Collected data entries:
***

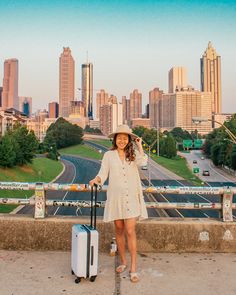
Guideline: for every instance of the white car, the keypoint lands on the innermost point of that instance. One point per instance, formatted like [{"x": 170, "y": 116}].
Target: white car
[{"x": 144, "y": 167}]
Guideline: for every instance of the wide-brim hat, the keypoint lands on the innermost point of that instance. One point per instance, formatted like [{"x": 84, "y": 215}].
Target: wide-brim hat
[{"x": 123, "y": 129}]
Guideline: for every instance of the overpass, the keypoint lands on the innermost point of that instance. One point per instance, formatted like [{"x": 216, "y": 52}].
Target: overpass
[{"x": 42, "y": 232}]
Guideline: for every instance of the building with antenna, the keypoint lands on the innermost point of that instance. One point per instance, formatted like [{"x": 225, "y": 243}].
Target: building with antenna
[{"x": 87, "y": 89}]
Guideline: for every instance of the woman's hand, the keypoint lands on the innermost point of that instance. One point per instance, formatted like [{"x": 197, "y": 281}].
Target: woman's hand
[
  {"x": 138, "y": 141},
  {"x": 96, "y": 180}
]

***

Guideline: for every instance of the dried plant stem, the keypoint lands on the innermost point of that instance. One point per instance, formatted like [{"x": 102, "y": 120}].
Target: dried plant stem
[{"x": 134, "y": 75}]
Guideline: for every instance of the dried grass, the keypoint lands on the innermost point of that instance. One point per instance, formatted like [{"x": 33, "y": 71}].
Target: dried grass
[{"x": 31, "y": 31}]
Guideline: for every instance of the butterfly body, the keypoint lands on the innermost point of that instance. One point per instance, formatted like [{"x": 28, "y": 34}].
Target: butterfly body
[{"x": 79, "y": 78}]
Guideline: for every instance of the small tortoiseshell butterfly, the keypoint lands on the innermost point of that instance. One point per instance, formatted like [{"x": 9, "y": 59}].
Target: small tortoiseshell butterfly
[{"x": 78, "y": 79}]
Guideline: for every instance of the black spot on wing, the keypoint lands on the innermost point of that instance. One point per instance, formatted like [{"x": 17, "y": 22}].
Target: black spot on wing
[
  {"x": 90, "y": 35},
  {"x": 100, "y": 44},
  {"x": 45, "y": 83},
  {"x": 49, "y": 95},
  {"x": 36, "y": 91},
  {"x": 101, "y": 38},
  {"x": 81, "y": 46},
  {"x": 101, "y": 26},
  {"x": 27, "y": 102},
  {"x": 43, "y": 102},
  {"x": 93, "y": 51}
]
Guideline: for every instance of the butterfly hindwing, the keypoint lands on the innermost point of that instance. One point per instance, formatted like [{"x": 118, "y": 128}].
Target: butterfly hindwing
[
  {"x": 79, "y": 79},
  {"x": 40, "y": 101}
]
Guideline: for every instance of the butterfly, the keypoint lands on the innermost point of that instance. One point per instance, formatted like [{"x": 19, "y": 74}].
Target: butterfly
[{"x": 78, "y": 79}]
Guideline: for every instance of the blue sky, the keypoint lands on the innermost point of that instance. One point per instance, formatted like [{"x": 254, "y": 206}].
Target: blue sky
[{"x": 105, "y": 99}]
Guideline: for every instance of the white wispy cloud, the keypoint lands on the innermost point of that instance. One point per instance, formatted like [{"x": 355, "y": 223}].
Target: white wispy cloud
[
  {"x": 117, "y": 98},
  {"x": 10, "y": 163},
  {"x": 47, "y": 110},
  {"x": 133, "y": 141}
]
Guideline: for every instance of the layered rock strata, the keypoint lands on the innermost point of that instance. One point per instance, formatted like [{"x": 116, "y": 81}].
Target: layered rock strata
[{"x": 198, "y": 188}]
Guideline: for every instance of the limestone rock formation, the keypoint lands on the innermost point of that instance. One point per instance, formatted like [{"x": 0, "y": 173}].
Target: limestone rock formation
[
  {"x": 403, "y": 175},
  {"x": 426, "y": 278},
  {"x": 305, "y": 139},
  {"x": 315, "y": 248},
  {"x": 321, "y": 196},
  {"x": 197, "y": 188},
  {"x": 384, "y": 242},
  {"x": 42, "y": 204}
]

***

■ Required work: Start with the line above that contains "Target: dried grass" and stop after the line that contains "Guideline: for every instance of the white wispy". Output those lines exactly, and only those.

■ Your response:
Target: dried grass
[{"x": 31, "y": 31}]
Guideline: for every instance of the butterfly body, the keypoint lands on the innermost point of that instance. One point per instance, formatted like [{"x": 28, "y": 34}].
Target: butterfly body
[{"x": 79, "y": 78}]
Guideline: for every instance of the small tortoiseshell butterfly, the keypoint lands on the innermost point of that instance. One point per instance, formatted like [{"x": 9, "y": 59}].
Target: small tortoiseshell butterfly
[{"x": 78, "y": 79}]
Guideline: for every instance of the black spot on wing, the keypoint lands on the innermost point of that instance. One point per instance, formatted like [{"x": 17, "y": 22}].
Target: black spot on wing
[
  {"x": 90, "y": 35},
  {"x": 100, "y": 44},
  {"x": 45, "y": 83},
  {"x": 49, "y": 95},
  {"x": 36, "y": 91},
  {"x": 101, "y": 38},
  {"x": 81, "y": 46},
  {"x": 101, "y": 26},
  {"x": 27, "y": 102},
  {"x": 43, "y": 102},
  {"x": 93, "y": 51}
]
Guideline: for every instance of the butterfly hindwing, the keypoint lands on the innermost point of that instance. One point per instance, formatted like [{"x": 118, "y": 128}].
Target: butterfly hindwing
[
  {"x": 79, "y": 79},
  {"x": 40, "y": 101}
]
Guideline: for every instance of the butterfly, the keypoint lands on the innermost point of that instance. One point per instance, formatted like [{"x": 19, "y": 74}].
Target: butterfly
[{"x": 78, "y": 79}]
Guideline: for every instance of the blue sky, the keypoint lands on the innermost point of that instance. One point per instance, formatted like [{"x": 254, "y": 206}].
Target: blue sky
[{"x": 105, "y": 99}]
Guideline: for every instance of the white wispy cloud, the keypoint lands on the innermost point of that instance. One point per instance, formatted like [{"x": 355, "y": 223}].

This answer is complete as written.